#### [TASK INSTRUCTIONS]
- a) In the passage on Australian Vintage, what share of the Buronga Hill plant's energy is to come from off-site wind and solar plants?
- b) Rewrite the part of the passage on Australian Vintage that opens with the words containing "Australian Vintage is" and closes with "solar panel systems.", putting "renewable energy retailer" in place of "wholesale electricity supplier".
- c) Write the next part of the passage on Australian Vintage, picking up after its final sentence.

#### [PASSAGE TO READ]
################

Australian Vintage is one of the pioneering companies undertaking major sustainability efforts in the Australian wine industry. In November 2018, the company signed the Hybrid Renewable Corporate Power Purchase Agreement (PPA). The agreement requires 90% of the energy consumption of the company's Buronga Hill plant located in New South Wales to be sourced from renewable energy sources. The plant is the third largest winery in Australia and the company determines that 60% of the energy is to be sourced from off-site wind and solar plants provided by Flow Power, a wholesale electricity supplier, while the remaining 30% is to be obtained from its privately owned on-site solar panel systems.

=== Expansion into China ===
Australian Vintage Limited has made major investments as their "commitment to the Chinese market [grows] stronger than ever". In August 2014, it entered a long-term partnership with COFCO Wine & Spirits Co Ltd., which is a subsidiary of China Oil and Food Corporation (COFCO), a Chinese food manufacturing giant. This agreement grants COFCO exclusive distribution rights which is solely applicable to the McGuigan Wines brand.

################

#### [INFORMATION]
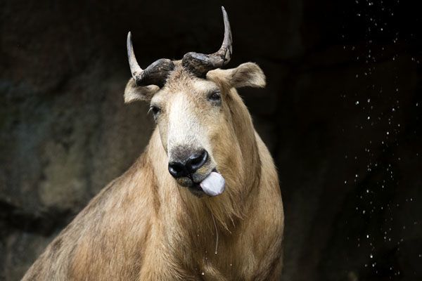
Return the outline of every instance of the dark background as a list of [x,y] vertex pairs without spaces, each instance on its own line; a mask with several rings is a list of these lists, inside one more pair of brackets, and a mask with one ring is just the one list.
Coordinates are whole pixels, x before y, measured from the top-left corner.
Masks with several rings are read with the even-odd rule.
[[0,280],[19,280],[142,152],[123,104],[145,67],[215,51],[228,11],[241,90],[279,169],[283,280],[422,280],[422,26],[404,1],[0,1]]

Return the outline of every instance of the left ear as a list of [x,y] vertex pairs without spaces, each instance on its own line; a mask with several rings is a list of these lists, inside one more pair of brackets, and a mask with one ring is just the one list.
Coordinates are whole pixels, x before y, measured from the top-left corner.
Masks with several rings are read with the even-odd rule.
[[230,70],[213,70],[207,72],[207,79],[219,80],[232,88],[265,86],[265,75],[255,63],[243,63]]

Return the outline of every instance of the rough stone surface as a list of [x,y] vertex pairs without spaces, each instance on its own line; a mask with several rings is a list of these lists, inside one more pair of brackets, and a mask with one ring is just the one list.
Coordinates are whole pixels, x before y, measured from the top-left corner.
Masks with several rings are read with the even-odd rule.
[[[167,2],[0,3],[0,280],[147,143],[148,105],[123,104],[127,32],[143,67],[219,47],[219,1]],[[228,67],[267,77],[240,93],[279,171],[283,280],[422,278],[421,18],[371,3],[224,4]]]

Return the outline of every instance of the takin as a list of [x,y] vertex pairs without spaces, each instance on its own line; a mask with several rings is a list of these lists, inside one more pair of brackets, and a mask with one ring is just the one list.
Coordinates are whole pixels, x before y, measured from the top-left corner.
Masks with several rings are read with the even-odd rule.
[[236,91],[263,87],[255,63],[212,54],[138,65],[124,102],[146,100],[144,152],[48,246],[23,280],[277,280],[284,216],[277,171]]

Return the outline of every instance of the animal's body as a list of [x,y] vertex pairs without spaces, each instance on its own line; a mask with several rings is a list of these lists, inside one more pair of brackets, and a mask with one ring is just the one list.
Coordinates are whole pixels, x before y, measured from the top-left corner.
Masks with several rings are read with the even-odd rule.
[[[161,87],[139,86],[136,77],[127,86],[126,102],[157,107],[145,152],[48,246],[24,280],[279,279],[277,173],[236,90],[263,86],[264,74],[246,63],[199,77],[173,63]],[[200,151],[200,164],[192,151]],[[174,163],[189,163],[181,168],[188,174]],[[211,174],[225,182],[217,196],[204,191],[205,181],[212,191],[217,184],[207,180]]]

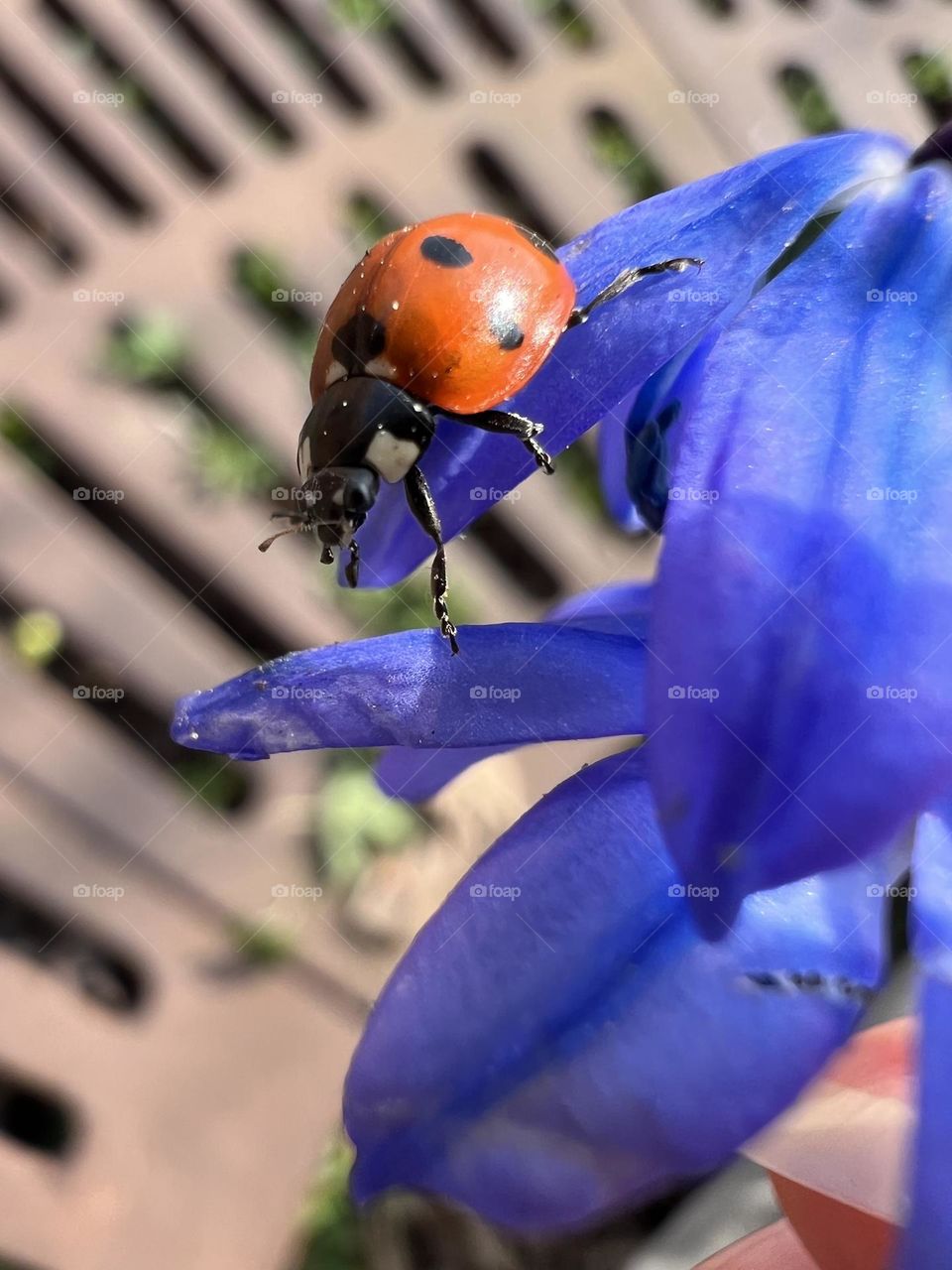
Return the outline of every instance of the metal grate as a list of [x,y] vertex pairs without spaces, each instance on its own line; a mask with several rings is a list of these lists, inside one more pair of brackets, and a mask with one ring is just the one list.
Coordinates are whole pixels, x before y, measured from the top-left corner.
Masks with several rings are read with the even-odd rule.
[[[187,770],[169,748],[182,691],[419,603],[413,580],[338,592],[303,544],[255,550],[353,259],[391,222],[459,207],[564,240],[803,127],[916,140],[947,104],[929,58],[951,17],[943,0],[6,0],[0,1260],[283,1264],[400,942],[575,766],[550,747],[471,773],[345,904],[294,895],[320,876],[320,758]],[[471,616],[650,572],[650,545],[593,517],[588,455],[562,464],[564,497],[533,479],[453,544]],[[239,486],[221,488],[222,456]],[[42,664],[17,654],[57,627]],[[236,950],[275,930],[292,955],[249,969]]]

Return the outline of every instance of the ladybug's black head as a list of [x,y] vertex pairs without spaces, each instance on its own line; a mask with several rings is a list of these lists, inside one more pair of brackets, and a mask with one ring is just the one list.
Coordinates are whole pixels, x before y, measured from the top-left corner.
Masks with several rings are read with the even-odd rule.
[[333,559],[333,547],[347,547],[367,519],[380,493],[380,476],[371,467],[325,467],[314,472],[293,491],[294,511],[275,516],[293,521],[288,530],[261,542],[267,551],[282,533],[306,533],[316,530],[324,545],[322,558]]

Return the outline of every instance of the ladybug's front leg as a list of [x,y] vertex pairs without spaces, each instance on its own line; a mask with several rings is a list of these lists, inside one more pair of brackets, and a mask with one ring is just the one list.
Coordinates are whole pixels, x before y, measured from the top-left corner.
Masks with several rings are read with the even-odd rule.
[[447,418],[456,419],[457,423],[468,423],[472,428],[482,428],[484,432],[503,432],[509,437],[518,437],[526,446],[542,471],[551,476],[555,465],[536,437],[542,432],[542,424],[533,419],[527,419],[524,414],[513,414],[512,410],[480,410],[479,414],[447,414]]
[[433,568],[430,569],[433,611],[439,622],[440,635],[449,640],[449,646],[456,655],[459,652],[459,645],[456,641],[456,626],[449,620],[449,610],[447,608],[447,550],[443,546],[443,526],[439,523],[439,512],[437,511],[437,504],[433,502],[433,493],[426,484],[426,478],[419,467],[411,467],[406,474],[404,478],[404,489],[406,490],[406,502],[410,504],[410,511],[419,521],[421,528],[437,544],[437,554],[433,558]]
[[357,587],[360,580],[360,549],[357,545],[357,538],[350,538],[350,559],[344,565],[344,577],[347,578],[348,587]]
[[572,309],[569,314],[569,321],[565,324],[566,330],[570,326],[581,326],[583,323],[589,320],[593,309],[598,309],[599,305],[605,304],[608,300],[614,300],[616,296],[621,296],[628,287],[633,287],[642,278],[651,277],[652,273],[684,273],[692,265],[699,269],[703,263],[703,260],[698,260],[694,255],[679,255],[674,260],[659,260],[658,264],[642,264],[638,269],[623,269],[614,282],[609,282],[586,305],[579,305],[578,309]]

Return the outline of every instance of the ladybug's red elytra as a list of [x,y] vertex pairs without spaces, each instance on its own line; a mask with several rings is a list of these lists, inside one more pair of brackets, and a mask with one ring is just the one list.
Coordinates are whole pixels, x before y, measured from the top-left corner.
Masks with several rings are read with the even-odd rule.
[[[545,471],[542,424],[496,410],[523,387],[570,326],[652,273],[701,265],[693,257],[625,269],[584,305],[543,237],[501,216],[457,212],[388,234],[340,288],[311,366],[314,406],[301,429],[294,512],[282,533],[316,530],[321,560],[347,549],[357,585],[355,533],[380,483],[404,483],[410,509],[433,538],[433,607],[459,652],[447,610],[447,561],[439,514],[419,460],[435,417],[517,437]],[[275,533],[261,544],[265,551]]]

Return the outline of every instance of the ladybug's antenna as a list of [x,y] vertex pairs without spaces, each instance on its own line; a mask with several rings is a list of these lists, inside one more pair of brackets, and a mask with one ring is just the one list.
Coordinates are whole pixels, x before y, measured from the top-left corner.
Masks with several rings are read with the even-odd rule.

################

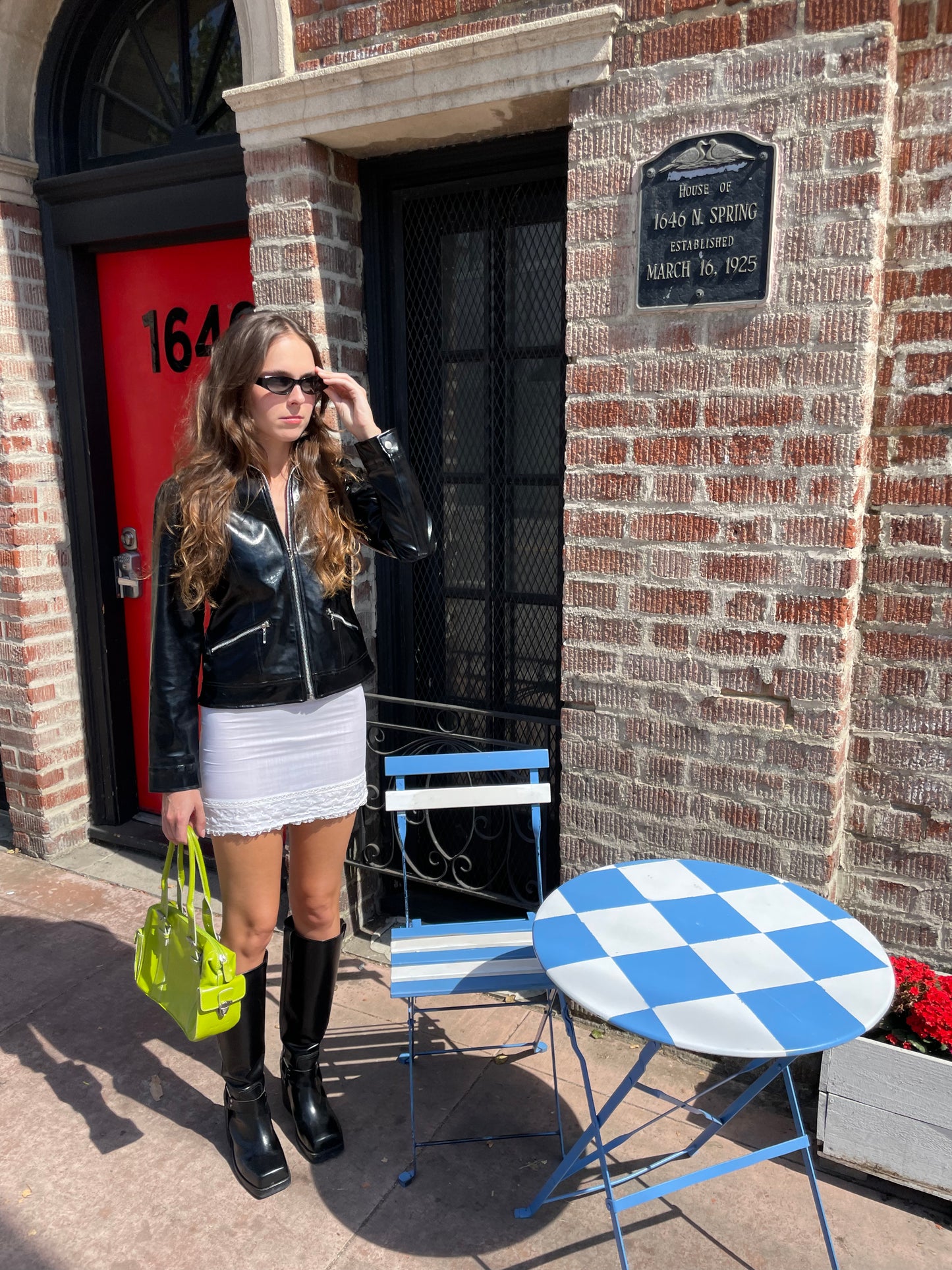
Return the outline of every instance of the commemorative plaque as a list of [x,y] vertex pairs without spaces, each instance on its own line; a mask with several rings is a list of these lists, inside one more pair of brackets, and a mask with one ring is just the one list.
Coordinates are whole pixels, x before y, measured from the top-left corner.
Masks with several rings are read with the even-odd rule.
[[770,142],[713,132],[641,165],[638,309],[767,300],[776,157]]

################

#### [ACTIVITY ANSWERS]
- a) 60%

- b)
Australian Vintage is one of the pioneering companies undertaking major sustainability efforts in the Australian wine industry. In November 2018, the company signed the Hybrid Renewable Corporate Power Purchase Agreement (PPA). The agreement requires 90% of the energy consumption of the company's Buronga Hill plant located in New South Wales to be sourced from renewable energy sources. The plant is the third largest winery in Australia and the company determines that 60% of the energy is to be sourced from off-site wind and solar plants provided by Flow Power, a renewable energy retailer, while the remaining 30% is to be obtained from its privately owned on-site solar panel systems.

- c)
For the remaining brands, i.e. Tempus Two, Nepenthe and the Barossa Valley Wine Company, the distribution rights are given to partner Vintage China Fund, led by Jiang Yuan, the founder of YesMyWine, China's largest online wine retailer. The partnership was signed in 2017 and involved Vintage China Fund raising $16.5m capital by purchasing 35.9 million of AVL's shares. In addition, Yuan gained a controlling interest and became a member of the Board. The investment decision was made due to several reasons. Firstly, due to the partners’ notable experience in e-commerce— in particular, online wine trading. Secondly, due to a substantial rise in Australian wine sales in 2016, driven mostly by the success of rival Australian wine company, Treasury Wine Estates, owner of the brands Penfolds, Wolf Blass and more.